[Object location annotation data]
•••

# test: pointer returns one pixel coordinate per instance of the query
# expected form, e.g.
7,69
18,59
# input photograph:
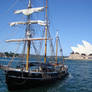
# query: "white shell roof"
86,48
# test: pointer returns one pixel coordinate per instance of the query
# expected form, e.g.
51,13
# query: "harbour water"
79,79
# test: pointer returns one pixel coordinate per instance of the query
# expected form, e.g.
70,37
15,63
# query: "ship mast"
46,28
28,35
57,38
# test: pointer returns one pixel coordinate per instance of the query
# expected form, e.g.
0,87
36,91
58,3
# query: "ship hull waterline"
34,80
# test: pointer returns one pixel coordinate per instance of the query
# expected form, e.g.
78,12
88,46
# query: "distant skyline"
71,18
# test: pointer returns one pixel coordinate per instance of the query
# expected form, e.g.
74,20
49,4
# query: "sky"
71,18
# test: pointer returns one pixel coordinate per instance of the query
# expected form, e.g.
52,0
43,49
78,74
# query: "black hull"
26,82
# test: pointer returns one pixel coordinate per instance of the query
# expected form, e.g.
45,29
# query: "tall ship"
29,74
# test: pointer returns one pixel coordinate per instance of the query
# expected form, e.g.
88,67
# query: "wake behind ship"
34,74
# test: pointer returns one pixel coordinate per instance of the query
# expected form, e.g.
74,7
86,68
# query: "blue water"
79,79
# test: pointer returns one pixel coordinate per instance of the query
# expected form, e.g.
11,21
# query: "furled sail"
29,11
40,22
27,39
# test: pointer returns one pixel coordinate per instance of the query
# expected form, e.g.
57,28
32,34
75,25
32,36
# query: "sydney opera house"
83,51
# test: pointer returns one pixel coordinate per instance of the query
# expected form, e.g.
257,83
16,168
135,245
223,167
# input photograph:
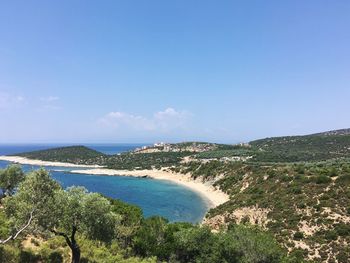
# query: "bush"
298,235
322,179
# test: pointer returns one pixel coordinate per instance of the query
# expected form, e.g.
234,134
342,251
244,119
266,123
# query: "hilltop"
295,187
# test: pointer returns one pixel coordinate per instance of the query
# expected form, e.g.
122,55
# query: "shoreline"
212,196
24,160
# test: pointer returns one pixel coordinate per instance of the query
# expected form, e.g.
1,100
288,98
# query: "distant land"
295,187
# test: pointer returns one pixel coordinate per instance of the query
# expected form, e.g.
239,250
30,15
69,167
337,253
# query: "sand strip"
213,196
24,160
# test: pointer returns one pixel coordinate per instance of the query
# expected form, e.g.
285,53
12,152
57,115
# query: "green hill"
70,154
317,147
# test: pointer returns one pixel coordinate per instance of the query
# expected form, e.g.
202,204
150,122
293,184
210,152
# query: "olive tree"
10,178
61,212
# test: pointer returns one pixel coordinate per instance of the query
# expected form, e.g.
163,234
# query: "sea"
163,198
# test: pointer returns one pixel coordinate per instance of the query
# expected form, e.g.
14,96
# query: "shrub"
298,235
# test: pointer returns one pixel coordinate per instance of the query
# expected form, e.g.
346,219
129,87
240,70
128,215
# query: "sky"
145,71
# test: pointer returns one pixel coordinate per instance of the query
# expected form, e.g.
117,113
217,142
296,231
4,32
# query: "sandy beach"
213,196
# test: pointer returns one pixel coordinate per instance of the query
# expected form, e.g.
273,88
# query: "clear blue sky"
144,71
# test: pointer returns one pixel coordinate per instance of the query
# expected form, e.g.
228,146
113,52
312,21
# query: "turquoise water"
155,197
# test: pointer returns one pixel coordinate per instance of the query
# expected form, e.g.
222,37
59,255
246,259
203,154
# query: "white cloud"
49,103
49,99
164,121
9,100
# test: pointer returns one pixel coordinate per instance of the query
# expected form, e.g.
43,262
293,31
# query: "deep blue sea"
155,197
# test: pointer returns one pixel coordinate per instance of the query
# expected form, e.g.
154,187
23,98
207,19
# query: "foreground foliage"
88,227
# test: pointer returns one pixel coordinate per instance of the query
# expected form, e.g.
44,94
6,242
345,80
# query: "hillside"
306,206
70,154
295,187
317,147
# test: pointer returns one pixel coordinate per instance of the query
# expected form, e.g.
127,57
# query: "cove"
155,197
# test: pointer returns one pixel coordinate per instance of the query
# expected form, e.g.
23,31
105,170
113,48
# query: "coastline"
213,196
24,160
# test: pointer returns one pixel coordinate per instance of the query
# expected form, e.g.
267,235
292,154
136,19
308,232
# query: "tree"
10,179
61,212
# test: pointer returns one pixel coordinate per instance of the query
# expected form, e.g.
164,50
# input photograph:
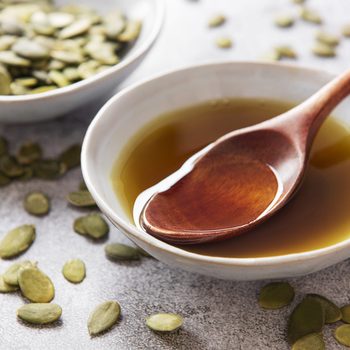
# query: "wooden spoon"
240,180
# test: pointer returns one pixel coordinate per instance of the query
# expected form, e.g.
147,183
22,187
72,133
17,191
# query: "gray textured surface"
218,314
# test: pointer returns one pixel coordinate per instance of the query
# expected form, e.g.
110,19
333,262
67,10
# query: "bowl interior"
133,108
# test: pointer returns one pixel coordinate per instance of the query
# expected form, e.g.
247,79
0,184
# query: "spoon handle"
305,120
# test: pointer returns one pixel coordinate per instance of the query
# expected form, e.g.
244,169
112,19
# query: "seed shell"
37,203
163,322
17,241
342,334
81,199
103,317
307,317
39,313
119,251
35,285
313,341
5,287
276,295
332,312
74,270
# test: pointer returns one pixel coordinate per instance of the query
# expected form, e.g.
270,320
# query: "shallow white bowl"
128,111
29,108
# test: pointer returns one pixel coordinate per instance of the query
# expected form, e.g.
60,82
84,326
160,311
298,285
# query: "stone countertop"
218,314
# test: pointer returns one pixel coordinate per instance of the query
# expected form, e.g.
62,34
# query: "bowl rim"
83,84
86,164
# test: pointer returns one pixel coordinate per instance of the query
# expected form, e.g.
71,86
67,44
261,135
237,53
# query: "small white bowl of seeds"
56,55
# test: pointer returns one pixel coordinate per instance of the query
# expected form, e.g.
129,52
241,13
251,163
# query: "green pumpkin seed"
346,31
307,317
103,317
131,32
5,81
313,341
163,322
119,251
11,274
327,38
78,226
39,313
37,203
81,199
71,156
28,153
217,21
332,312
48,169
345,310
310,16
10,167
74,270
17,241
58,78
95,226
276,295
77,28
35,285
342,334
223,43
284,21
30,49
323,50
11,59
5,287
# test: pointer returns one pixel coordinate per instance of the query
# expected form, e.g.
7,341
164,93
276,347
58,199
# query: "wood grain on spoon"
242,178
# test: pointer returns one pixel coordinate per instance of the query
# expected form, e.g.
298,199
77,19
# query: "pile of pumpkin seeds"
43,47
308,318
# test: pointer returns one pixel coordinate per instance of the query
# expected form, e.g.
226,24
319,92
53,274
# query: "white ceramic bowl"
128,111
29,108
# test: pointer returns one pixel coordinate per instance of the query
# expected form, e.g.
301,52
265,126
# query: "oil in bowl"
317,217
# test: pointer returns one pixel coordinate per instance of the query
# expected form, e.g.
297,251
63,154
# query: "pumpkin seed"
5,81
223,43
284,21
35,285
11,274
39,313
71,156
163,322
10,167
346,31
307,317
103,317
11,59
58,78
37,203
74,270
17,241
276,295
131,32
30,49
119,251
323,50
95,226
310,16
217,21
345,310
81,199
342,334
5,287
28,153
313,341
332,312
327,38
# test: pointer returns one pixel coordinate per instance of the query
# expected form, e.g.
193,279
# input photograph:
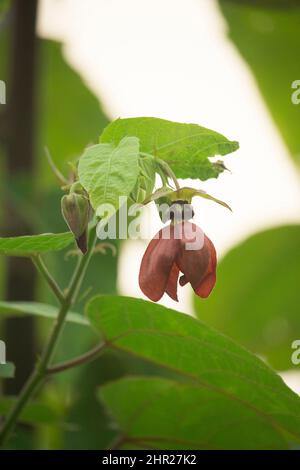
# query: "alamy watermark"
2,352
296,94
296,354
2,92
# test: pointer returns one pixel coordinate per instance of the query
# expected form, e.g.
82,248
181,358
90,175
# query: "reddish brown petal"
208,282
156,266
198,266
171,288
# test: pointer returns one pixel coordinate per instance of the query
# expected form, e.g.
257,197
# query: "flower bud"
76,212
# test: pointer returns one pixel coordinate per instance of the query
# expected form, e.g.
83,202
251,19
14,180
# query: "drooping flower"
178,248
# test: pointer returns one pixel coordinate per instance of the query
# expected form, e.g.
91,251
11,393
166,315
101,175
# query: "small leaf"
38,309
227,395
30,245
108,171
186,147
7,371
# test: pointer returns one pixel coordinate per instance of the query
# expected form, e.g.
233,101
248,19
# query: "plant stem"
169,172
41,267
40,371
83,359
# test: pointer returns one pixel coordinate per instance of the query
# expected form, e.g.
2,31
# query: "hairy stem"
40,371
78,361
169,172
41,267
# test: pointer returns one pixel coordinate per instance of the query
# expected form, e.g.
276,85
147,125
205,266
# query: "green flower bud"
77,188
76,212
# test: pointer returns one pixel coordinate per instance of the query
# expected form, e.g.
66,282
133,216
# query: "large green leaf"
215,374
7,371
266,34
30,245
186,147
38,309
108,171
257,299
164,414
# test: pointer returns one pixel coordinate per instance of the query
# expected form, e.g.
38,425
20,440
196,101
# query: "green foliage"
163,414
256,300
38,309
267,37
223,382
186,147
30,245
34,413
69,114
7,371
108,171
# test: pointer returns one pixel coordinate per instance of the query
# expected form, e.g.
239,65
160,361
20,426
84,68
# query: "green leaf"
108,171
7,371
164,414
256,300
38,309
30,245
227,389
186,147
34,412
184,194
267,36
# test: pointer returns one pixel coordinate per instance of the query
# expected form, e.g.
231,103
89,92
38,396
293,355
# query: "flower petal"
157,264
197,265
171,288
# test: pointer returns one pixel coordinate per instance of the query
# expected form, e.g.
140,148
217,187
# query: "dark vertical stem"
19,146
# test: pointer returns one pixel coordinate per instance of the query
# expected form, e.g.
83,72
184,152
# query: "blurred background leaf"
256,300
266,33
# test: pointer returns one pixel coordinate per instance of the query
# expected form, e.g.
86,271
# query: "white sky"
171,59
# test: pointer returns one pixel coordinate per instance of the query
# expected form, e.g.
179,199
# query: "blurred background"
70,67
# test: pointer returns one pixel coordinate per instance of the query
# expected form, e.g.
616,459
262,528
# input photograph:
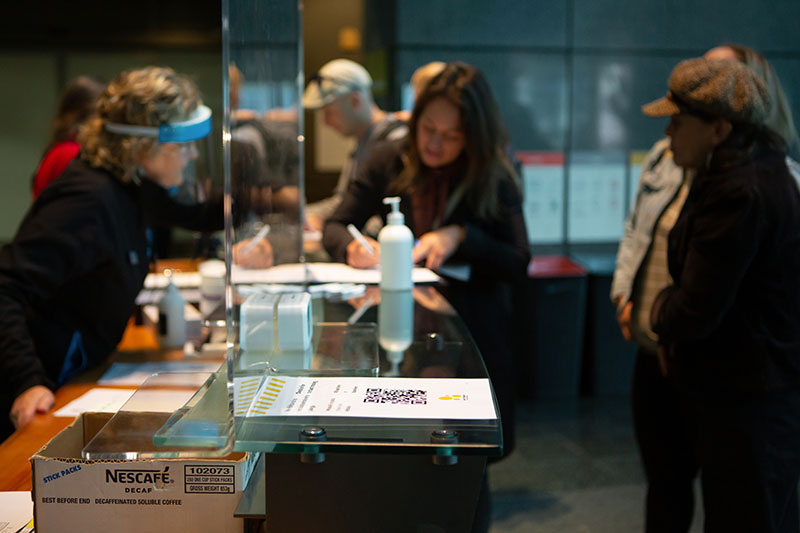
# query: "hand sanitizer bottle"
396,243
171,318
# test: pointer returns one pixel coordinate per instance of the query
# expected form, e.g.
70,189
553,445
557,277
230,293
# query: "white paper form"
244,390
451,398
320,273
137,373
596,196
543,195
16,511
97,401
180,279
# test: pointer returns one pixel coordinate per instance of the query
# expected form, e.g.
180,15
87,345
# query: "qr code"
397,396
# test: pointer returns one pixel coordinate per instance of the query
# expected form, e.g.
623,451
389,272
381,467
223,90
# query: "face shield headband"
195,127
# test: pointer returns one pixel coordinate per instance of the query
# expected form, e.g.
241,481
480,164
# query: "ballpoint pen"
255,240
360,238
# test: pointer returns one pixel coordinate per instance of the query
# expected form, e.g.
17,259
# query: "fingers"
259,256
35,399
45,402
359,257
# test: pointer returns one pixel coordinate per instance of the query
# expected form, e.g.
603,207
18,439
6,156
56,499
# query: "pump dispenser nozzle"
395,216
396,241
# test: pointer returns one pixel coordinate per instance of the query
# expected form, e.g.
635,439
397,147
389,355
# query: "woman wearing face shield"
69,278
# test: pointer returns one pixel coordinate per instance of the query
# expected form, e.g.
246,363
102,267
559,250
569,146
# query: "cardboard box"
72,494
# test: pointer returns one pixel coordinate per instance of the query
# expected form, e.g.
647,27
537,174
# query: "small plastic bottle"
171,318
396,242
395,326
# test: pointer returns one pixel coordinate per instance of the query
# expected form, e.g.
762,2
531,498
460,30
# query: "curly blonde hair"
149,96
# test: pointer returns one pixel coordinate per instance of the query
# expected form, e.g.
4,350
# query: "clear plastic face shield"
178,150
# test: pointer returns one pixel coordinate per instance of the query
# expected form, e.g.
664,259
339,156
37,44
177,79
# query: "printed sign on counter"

•••

Pick out every line of the data above that contains the string "bottle", treating case as significant.

# query: "hand sanitizer bottle"
# query: "small plastic bottle"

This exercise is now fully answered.